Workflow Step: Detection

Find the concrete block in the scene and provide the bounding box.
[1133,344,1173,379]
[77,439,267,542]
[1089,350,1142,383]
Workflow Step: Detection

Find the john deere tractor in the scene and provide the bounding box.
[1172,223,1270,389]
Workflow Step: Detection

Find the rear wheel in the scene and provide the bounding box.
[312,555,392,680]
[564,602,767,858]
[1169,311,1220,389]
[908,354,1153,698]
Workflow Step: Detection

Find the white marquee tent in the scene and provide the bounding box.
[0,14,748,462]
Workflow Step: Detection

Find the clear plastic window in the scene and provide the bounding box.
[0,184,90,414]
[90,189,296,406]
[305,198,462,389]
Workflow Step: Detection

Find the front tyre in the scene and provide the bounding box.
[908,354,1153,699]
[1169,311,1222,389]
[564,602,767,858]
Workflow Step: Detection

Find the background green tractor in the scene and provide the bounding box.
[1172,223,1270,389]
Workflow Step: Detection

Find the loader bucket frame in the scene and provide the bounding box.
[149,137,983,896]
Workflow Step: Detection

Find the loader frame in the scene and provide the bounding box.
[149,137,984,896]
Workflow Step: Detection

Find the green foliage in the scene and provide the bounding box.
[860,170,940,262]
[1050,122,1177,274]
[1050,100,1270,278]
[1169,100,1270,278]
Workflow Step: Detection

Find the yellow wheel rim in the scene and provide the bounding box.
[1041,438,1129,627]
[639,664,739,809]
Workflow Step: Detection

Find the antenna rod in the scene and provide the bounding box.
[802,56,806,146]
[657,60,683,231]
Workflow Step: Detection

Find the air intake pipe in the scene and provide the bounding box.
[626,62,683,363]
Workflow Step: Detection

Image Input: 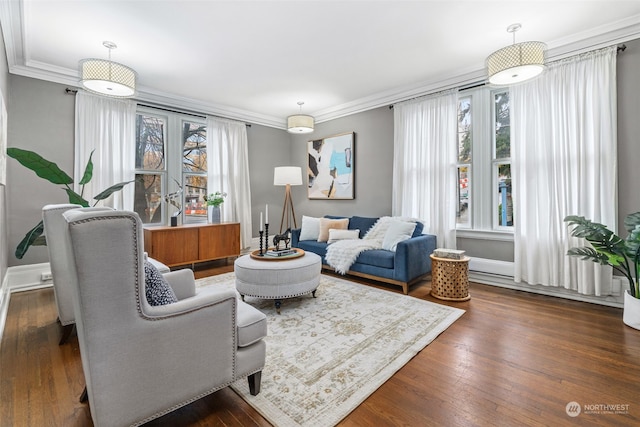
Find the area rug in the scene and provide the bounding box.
[198,273,464,427]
......
**Description of the task:** Repeat the lines above exactly, and keep every picture out.

**Answer to the problem:**
Workflow Step: Detection

Find the concrete block in the scene and provide the bounding box.
[1133,344,1173,379]
[77,439,267,542]
[1089,350,1142,383]
Workflow Step: Detection

Find the john deere tractor in the scene and provide the bounding box.
[1172,223,1270,389]
Workflow Step: Detection

Find the rear wheel in the scene and provide the bounding box.
[312,555,392,680]
[564,602,767,858]
[1169,311,1220,389]
[908,354,1153,698]
Workflow Step: Detection

Find the white marquee tent in the scene and provide the bounding box.
[0,14,748,462]
Workflow Step: Detection

Find the clear plastic window in the scene and provide the bounding box.
[0,184,90,414]
[90,189,296,406]
[305,198,462,389]
Workflow Step: Detection

Find the front tyre in the scene and provide the bounding box.
[908,354,1153,699]
[1169,311,1222,389]
[564,602,767,858]
Workflow Step: Detection

Find the background green tractor in the scene and provide the bounding box.
[1172,223,1270,389]
Workflow Step: Detection

Find the loader bucket frame in the scene and provide the bounding box.
[149,137,983,896]
Workflow Step: Detection

Find the loader frame in the scene and provide the bounding box.
[149,137,984,896]
Workflow Step: Detection

Find the green foliage in the scene and provide the bounding box.
[860,170,940,262]
[1050,122,1177,274]
[1050,100,1270,278]
[1169,100,1270,278]
Workflow Step: Detection

Find the yellow wheel rim in the scene and provide the bounding box.
[1041,438,1129,627]
[639,664,739,809]
Workflow Step: Detection

Find the antenna rod in the scene and provide the bounding box.
[802,56,806,146]
[657,60,683,231]
Workflow Step: Detection

Find the air intake pipe in the scene and provide the bounding box.
[626,62,683,363]
Workflow Step: Detection

Image Input: 
Find the area rug in the scene and provide the bounding box.
[198,273,464,427]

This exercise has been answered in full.